■ **Your goal**: Copy out each line in the material below that includes the word "windshield". Capitalization matters.

■ **Material**:
----
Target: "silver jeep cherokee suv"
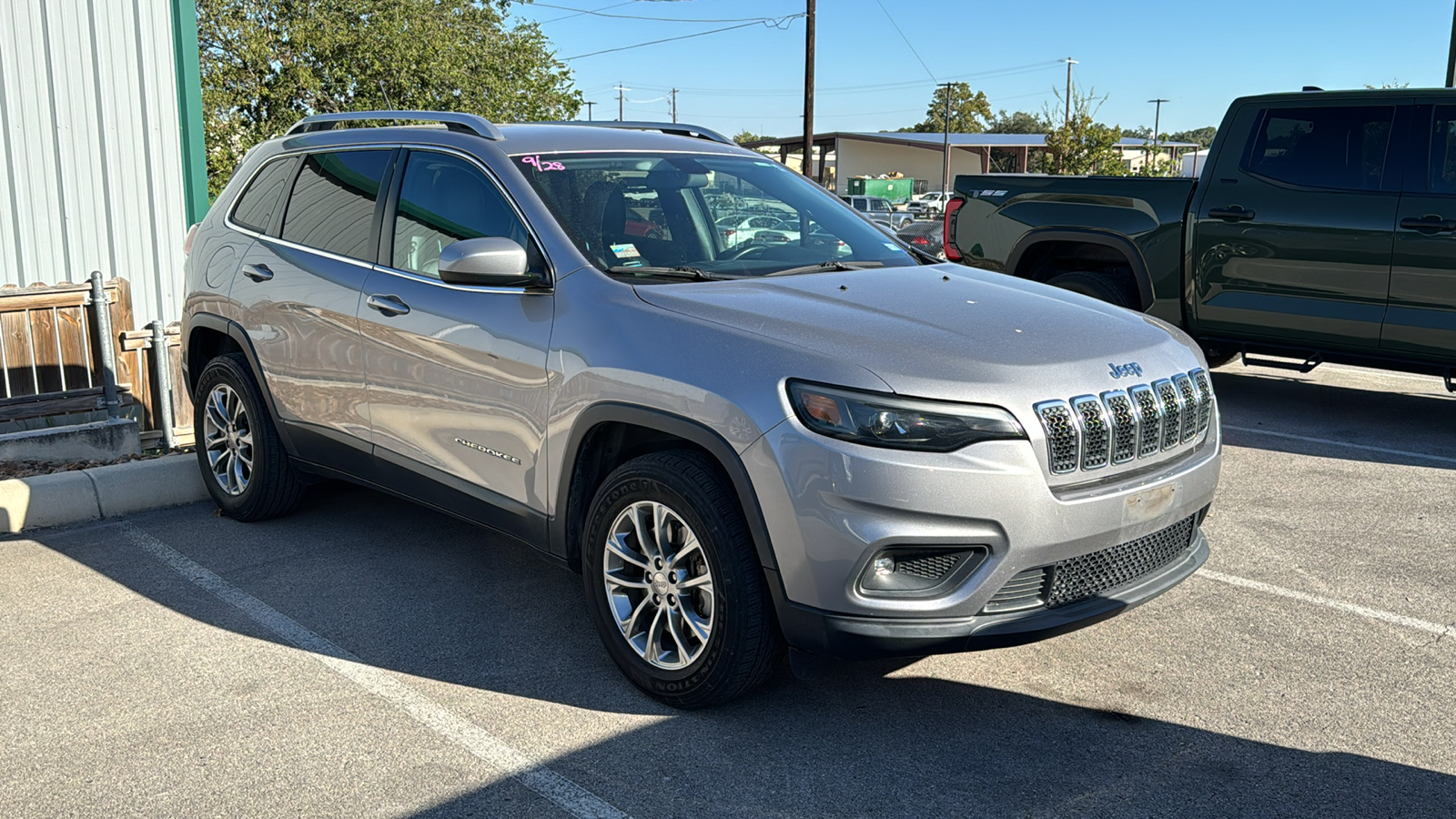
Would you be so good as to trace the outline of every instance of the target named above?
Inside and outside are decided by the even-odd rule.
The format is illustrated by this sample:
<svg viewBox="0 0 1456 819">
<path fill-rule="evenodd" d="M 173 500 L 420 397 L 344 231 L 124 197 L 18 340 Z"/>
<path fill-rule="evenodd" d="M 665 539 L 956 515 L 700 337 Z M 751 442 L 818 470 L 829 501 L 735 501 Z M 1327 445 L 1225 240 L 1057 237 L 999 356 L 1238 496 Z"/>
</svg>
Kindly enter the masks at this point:
<svg viewBox="0 0 1456 819">
<path fill-rule="evenodd" d="M 381 119 L 432 124 L 335 128 Z M 751 214 L 799 230 L 719 235 Z M 310 117 L 191 236 L 198 461 L 239 520 L 347 478 L 546 552 L 678 707 L 785 643 L 1015 646 L 1188 577 L 1219 477 L 1198 347 L 932 261 L 700 128 Z"/>
</svg>

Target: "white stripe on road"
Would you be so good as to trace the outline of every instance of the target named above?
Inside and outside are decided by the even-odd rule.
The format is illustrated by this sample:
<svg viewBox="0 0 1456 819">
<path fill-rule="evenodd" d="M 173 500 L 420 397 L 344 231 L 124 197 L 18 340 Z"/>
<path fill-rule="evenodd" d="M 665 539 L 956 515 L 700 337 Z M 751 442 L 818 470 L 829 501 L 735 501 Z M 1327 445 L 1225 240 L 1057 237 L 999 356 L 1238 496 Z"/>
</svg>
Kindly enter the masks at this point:
<svg viewBox="0 0 1456 819">
<path fill-rule="evenodd" d="M 1207 577 L 1208 580 L 1217 580 L 1219 583 L 1227 583 L 1229 586 L 1239 586 L 1241 589 L 1252 589 L 1255 592 L 1264 592 L 1265 595 L 1277 595 L 1280 597 L 1289 597 L 1291 600 L 1315 603 L 1316 606 L 1325 606 L 1345 614 L 1360 615 L 1370 619 L 1379 619 L 1382 622 L 1389 622 L 1392 625 L 1402 625 L 1405 628 L 1414 628 L 1417 631 L 1428 631 L 1437 637 L 1456 635 L 1456 627 L 1441 625 L 1439 622 L 1430 622 L 1425 619 L 1417 619 L 1414 616 L 1398 615 L 1395 612 L 1388 612 L 1382 609 L 1372 609 L 1370 606 L 1357 606 L 1354 603 L 1347 603 L 1344 600 L 1337 600 L 1334 597 L 1310 595 L 1309 592 L 1296 592 L 1294 589 L 1274 586 L 1273 583 L 1261 583 L 1258 580 L 1248 580 L 1245 577 L 1236 577 L 1233 574 L 1213 571 L 1211 568 L 1198 570 L 1198 577 Z"/>
<path fill-rule="evenodd" d="M 122 529 L 131 542 L 144 549 L 151 557 L 160 560 L 173 571 L 202 589 L 211 592 L 224 603 L 242 611 L 259 625 L 268 628 L 288 643 L 309 651 L 329 670 L 386 700 L 396 708 L 409 714 L 416 723 L 450 739 L 480 758 L 488 765 L 499 769 L 507 777 L 555 802 L 572 816 L 630 819 L 626 813 L 607 804 L 601 797 L 578 785 L 577 783 L 552 771 L 546 765 L 526 756 L 520 751 L 491 736 L 475 723 L 447 710 L 419 691 L 399 682 L 389 673 L 335 646 L 329 640 L 309 631 L 293 618 L 274 609 L 268 603 L 223 580 L 208 571 L 192 558 L 132 526 L 122 523 Z"/>
<path fill-rule="evenodd" d="M 1456 463 L 1456 458 L 1447 458 L 1444 455 L 1428 455 L 1428 453 L 1424 453 L 1424 452 L 1411 452 L 1408 449 L 1388 449 L 1388 447 L 1383 447 L 1383 446 L 1370 446 L 1370 444 L 1364 444 L 1364 443 L 1350 443 L 1350 442 L 1334 440 L 1334 439 L 1315 439 L 1315 437 L 1309 437 L 1309 436 L 1294 436 L 1294 434 L 1290 434 L 1290 433 L 1275 433 L 1274 430 L 1259 430 L 1259 428 L 1255 428 L 1255 427 L 1235 427 L 1232 424 L 1223 424 L 1222 428 L 1224 428 L 1224 430 L 1233 430 L 1233 431 L 1238 431 L 1238 433 L 1254 433 L 1254 434 L 1259 434 L 1259 436 L 1274 436 L 1277 439 L 1293 439 L 1293 440 L 1305 440 L 1305 442 L 1309 442 L 1309 443 L 1322 443 L 1322 444 L 1328 444 L 1328 446 L 1344 446 L 1344 447 L 1350 447 L 1350 449 L 1363 449 L 1366 452 L 1382 452 L 1385 455 L 1401 455 L 1401 456 L 1405 456 L 1405 458 L 1420 458 L 1423 461 L 1434 461 L 1437 463 Z"/>
</svg>

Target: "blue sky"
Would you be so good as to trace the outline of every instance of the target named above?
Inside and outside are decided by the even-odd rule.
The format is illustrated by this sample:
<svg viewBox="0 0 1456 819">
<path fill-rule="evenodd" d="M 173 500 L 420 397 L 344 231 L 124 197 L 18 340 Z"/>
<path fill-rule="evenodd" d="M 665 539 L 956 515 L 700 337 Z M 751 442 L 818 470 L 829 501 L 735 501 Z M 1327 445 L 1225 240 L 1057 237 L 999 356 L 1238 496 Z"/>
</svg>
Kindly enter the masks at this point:
<svg viewBox="0 0 1456 819">
<path fill-rule="evenodd" d="M 795 0 L 545 0 L 552 6 L 678 19 L 783 17 Z M 1123 127 L 1153 124 L 1165 98 L 1162 130 L 1217 125 L 1241 95 L 1363 87 L 1392 80 L 1440 86 L 1450 45 L 1452 0 L 1220 0 L 1210 4 L 818 0 L 815 131 L 878 131 L 925 117 L 935 82 L 965 80 L 993 109 L 1040 112 L 1053 86 L 1073 79 L 1107 96 L 1099 119 Z M 609 7 L 610 6 L 610 7 Z M 625 85 L 628 119 L 667 119 L 660 99 L 678 87 L 678 118 L 729 136 L 801 133 L 804 22 L 783 31 L 754 25 L 612 54 L 582 54 L 711 31 L 734 23 L 612 19 L 514 6 L 542 23 L 566 58 L 577 87 L 596 101 L 596 117 L 614 119 Z M 929 68 L 929 70 L 927 70 Z M 933 74 L 933 80 L 932 80 Z M 888 86 L 888 87 L 887 87 Z M 582 111 L 585 118 L 585 111 Z"/>
</svg>

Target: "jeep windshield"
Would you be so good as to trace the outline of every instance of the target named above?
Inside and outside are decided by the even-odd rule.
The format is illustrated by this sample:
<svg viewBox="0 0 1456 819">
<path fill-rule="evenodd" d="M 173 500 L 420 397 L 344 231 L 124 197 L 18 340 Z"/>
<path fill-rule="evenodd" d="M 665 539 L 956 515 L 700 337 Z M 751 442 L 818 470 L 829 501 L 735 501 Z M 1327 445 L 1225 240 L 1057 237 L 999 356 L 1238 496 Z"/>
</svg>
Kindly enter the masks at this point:
<svg viewBox="0 0 1456 819">
<path fill-rule="evenodd" d="M 767 157 L 514 157 L 600 270 L 671 281 L 917 264 L 833 194 Z"/>
</svg>

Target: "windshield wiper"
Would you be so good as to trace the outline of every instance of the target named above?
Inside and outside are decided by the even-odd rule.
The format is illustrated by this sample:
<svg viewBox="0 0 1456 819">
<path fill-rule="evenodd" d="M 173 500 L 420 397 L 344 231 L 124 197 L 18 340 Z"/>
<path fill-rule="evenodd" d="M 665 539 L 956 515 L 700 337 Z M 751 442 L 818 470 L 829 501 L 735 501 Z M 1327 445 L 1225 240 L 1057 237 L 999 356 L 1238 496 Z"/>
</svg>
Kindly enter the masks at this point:
<svg viewBox="0 0 1456 819">
<path fill-rule="evenodd" d="M 776 270 L 773 273 L 766 273 L 759 278 L 769 278 L 770 275 L 794 275 L 795 273 L 828 273 L 831 270 L 865 270 L 866 267 L 884 267 L 881 262 L 859 262 L 849 264 L 839 259 L 828 259 L 820 264 L 807 264 L 804 267 L 791 267 L 788 270 Z"/>
<path fill-rule="evenodd" d="M 665 278 L 689 278 L 693 281 L 721 281 L 716 275 L 696 267 L 617 265 L 617 267 L 609 267 L 607 273 L 632 274 L 632 275 L 661 275 Z"/>
</svg>

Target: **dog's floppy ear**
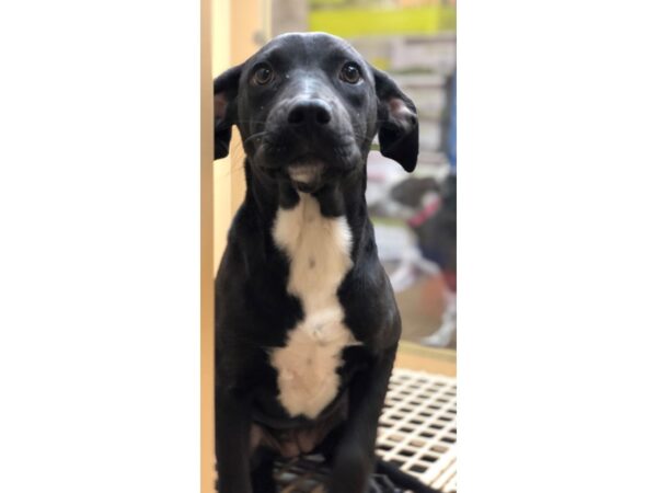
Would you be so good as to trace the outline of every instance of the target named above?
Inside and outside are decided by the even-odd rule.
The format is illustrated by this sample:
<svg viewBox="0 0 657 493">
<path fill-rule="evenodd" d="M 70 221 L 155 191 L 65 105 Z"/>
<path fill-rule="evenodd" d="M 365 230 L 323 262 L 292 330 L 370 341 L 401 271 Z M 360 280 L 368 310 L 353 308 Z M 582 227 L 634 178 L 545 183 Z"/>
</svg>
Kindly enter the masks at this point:
<svg viewBox="0 0 657 493">
<path fill-rule="evenodd" d="M 411 172 L 417 164 L 419 130 L 413 101 L 384 72 L 371 68 L 379 100 L 381 153 Z"/>
<path fill-rule="evenodd" d="M 215 159 L 228 156 L 232 126 L 237 121 L 238 88 L 242 66 L 228 69 L 215 79 Z"/>
</svg>

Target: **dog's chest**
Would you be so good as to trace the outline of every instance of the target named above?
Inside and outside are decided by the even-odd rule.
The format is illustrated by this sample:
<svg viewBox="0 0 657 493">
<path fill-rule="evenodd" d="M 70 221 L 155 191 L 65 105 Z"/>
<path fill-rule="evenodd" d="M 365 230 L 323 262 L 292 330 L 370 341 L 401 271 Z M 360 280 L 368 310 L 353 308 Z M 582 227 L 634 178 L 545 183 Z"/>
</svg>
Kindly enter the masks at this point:
<svg viewBox="0 0 657 493">
<path fill-rule="evenodd" d="M 314 419 L 337 394 L 343 348 L 357 344 L 337 298 L 351 267 L 351 234 L 344 217 L 323 217 L 314 197 L 300 195 L 295 208 L 278 210 L 274 241 L 290 261 L 287 290 L 300 299 L 303 319 L 270 363 L 281 405 L 291 416 Z"/>
</svg>

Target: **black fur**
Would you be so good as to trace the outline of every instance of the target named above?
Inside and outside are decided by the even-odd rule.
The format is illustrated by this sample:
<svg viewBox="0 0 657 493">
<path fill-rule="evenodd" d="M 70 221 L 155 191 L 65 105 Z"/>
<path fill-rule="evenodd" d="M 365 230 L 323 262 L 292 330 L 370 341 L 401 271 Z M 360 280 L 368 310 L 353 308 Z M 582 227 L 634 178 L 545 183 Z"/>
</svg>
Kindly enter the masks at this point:
<svg viewBox="0 0 657 493">
<path fill-rule="evenodd" d="M 341 79 L 346 62 L 357 64 L 361 81 L 354 84 Z M 254 77 L 263 64 L 273 69 L 275 79 L 258 84 Z M 265 74 L 261 73 L 263 79 Z M 247 185 L 215 285 L 219 492 L 274 491 L 272 451 L 251 451 L 253 423 L 272 429 L 313 425 L 304 417 L 289 416 L 278 402 L 276 370 L 267 349 L 283 347 L 288 331 L 303 317 L 300 300 L 286 289 L 289 262 L 274 243 L 273 222 L 279 207 L 290 208 L 299 200 L 299 184 L 290 180 L 289 167 L 319 160 L 328 165 L 307 192 L 319 200 L 322 215 L 346 216 L 354 266 L 337 296 L 345 325 L 362 344 L 344 351 L 344 365 L 338 369 L 336 400 L 346 399 L 348 415 L 316 451 L 332 463 L 330 493 L 364 493 L 374 467 L 377 425 L 401 332 L 367 216 L 366 159 L 379 133 L 385 156 L 408 171 L 415 167 L 415 107 L 388 76 L 371 68 L 348 44 L 319 33 L 275 38 L 220 76 L 215 96 L 219 108 L 215 156 L 228 153 L 231 127 L 237 125 L 246 153 Z M 328 102 L 331 121 L 316 123 L 314 113 L 309 113 L 303 125 L 290 125 L 289 114 L 299 98 Z M 407 105 L 407 122 L 393 118 L 392 100 Z"/>
</svg>

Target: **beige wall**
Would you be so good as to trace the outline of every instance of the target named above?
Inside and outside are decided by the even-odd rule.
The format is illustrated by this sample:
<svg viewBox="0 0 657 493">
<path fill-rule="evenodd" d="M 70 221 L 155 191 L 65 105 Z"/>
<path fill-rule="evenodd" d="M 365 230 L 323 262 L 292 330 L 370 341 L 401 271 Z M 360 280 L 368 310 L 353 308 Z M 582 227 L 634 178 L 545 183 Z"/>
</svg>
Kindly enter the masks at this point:
<svg viewBox="0 0 657 493">
<path fill-rule="evenodd" d="M 211 159 L 211 81 L 269 38 L 269 0 L 201 0 L 201 493 L 215 493 L 214 277 L 245 191 L 244 153 L 238 131 L 233 131 L 228 158 Z"/>
</svg>

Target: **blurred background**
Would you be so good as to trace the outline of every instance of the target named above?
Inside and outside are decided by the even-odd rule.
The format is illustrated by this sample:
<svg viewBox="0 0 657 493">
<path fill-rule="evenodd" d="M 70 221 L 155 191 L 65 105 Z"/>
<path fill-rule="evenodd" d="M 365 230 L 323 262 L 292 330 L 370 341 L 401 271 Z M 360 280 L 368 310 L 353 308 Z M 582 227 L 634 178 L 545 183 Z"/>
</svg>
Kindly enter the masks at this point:
<svg viewBox="0 0 657 493">
<path fill-rule="evenodd" d="M 367 199 L 405 340 L 456 347 L 456 0 L 272 0 L 270 35 L 349 41 L 415 102 L 420 154 L 406 174 L 370 153 Z M 376 147 L 374 147 L 376 149 Z"/>
</svg>

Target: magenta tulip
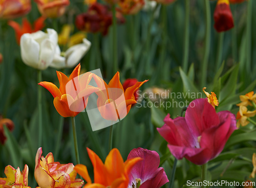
----
■ **Finished answer**:
Target: "jeep windshield"
Target: "windshield wiper"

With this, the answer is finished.